Selected passage:

_ _ _ _ _

Data Loader

evals_hub.data_loader.retrieval

`BioASQLoader`

Loader for the BioASQ 12b dataset, following the style of TextEmbedLoader. Returns queries, documents, and relevances as HuggingFace Datasets.

Source code in evals_hub/data_loader/retrieval/bioasq.py

class BioASQLoader:
    """
    Loader for the BioASQ 12b dataset, following the style of TextEmbedLoader.
    Returns queries, documents, and relevances as HuggingFace Datasets.
    """

    metadata = {
        "path": "datasets/BioASQ_12b",
        "split": "test",
    }

    def __init__(self, split: str | None = None):
        config = load_huggingface_config()
        org_name = config.get("org_name", "")
        base_path = self.metadata["path"]
        self.path = f"{org_name}/{base_path}" if org_name else base_path

        self.split = split if split else self.metadata["split"]

    def load_data(self) -> tuple[Dataset, Dataset, Dataset]:
        data = load_dataset(self.path, split=self.split)
        queries = self._load_queries(data)

        # parsing text from snippets and use for generating documents and relevances
        all_text_df = self._get_all_text_df(data)
        documents = self._load_documents(all_text_df)
        relevances = self._load_relevances(all_text_df)
        return queries, documents, relevances

    def _load_queries(self, data: Dataset) -> Dataset:
        queries = data.select_columns(["id", "body"])
        queries = queries.rename_columns({"id": "_id", "body": "query"})
        return queries

    def _extract_snippet_texts(self, item: dict[str, Any]) -> dict[str, Any]:
        all_texts = []
        snippets = item["snippets"]
        for s in snippets:
            # the last part of document is ID. For example, http://www.ncbi.nlm.nih.gov/pubmed/15858239
            rel = (
                item["id"],
                f"{s['document'].split('/')[-1]}_{s['offsetInBeginSection']}_{s['offsetInEndSection']}",
                s["text"],
            )

_ _ _ _ _

Record excerpts:

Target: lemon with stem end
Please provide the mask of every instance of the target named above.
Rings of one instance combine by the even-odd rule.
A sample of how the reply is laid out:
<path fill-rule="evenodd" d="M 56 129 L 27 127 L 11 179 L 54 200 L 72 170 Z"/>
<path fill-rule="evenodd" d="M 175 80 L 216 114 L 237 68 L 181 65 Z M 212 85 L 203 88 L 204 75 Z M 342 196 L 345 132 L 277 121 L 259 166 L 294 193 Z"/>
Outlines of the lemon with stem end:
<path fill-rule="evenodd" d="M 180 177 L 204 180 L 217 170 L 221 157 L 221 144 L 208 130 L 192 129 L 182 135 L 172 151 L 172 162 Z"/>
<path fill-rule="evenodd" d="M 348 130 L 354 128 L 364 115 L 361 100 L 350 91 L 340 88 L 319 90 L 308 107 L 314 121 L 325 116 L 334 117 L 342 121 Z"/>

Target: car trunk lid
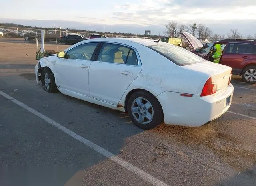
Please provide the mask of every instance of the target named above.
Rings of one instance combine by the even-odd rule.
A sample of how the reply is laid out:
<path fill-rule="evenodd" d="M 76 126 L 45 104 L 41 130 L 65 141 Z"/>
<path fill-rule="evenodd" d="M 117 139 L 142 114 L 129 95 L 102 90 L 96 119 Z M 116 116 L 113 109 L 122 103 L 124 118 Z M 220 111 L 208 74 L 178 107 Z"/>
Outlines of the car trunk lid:
<path fill-rule="evenodd" d="M 212 83 L 216 84 L 217 86 L 216 93 L 221 92 L 228 87 L 232 69 L 231 67 L 227 66 L 209 61 L 193 64 L 182 67 L 198 72 L 199 73 L 204 74 L 208 78 L 211 77 Z M 202 85 L 202 89 L 203 85 Z"/>
<path fill-rule="evenodd" d="M 193 50 L 195 50 L 197 48 L 201 48 L 204 46 L 200 41 L 195 38 L 190 33 L 183 32 L 181 32 L 180 34 L 185 38 L 186 40 L 192 47 Z"/>

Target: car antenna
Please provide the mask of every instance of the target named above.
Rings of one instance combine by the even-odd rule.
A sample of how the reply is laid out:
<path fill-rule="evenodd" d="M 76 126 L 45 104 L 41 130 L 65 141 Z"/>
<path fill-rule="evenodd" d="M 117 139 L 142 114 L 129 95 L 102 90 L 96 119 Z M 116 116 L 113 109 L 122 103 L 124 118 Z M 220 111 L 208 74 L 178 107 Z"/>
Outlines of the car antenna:
<path fill-rule="evenodd" d="M 155 41 L 154 41 L 154 42 L 156 42 L 156 43 L 158 43 L 158 42 L 159 42 L 159 41 L 160 41 L 160 40 L 161 40 L 161 38 L 159 38 L 159 39 L 158 40 L 155 40 Z"/>

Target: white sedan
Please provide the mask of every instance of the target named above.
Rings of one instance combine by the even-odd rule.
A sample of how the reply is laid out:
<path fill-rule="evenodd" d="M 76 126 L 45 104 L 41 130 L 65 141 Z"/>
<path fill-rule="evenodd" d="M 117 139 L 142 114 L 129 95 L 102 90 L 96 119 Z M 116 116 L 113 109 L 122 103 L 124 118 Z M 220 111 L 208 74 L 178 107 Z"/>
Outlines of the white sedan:
<path fill-rule="evenodd" d="M 229 108 L 230 67 L 153 40 L 88 40 L 35 67 L 38 84 L 63 94 L 127 112 L 145 129 L 168 124 L 202 125 Z"/>

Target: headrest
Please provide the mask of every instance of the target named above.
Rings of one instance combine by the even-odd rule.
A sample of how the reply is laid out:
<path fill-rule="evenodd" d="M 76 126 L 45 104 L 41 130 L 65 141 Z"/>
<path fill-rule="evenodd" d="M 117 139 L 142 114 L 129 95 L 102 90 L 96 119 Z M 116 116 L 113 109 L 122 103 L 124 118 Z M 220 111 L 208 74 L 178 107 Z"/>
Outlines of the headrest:
<path fill-rule="evenodd" d="M 122 58 L 122 52 L 121 51 L 118 51 L 115 53 L 114 58 Z"/>
<path fill-rule="evenodd" d="M 122 58 L 122 53 L 117 48 L 111 49 L 109 51 L 110 57 L 113 59 Z"/>

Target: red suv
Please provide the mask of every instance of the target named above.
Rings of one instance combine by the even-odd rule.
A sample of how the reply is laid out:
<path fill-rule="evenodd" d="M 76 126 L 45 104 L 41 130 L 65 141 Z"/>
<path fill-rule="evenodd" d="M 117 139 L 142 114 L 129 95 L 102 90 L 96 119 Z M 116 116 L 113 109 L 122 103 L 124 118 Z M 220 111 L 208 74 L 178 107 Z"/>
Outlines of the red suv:
<path fill-rule="evenodd" d="M 242 76 L 246 82 L 256 83 L 256 40 L 228 39 L 203 46 L 190 33 L 182 32 L 182 35 L 191 52 L 210 61 L 213 61 L 211 53 L 214 46 L 220 44 L 223 53 L 220 64 L 232 67 L 233 74 Z"/>

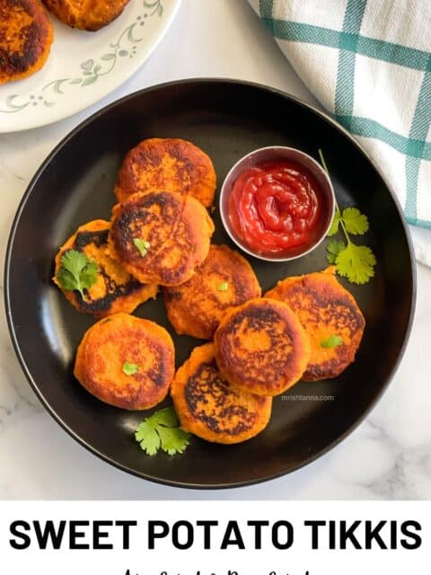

_ _ _ _ _

Tasks:
A: On the BioASQ loader page, which dataset split does the loader use when no split is passed in?
B: From the BioASQ loader page, return the passage that begins at the words "def __init__(self, split: str" and stops after "all_text_df = self._get_all_text_df(data)", copied without any changes.

Solutions for each task:
A: The "test" split.

B:
def __init__(self, split: str | None = None):
        config = load_huggingface_config()
        org_name = config.get("org_name", "")
        base_path = self.metadata["path"]
        self.path = f"{org_name}/{base_path}" if org_name else base_path

        self.split = split if split else self.metadata["split"]

    def load_data(self) -> tuple[Dataset, Dataset, Dataset]:
        data = load_dataset(self.path, split=self.split)
        queries = self._load_queries(data)

        # parsing text from snippets and use for generating documents and relevances
        all_text_df = self._get_all_text_df(data)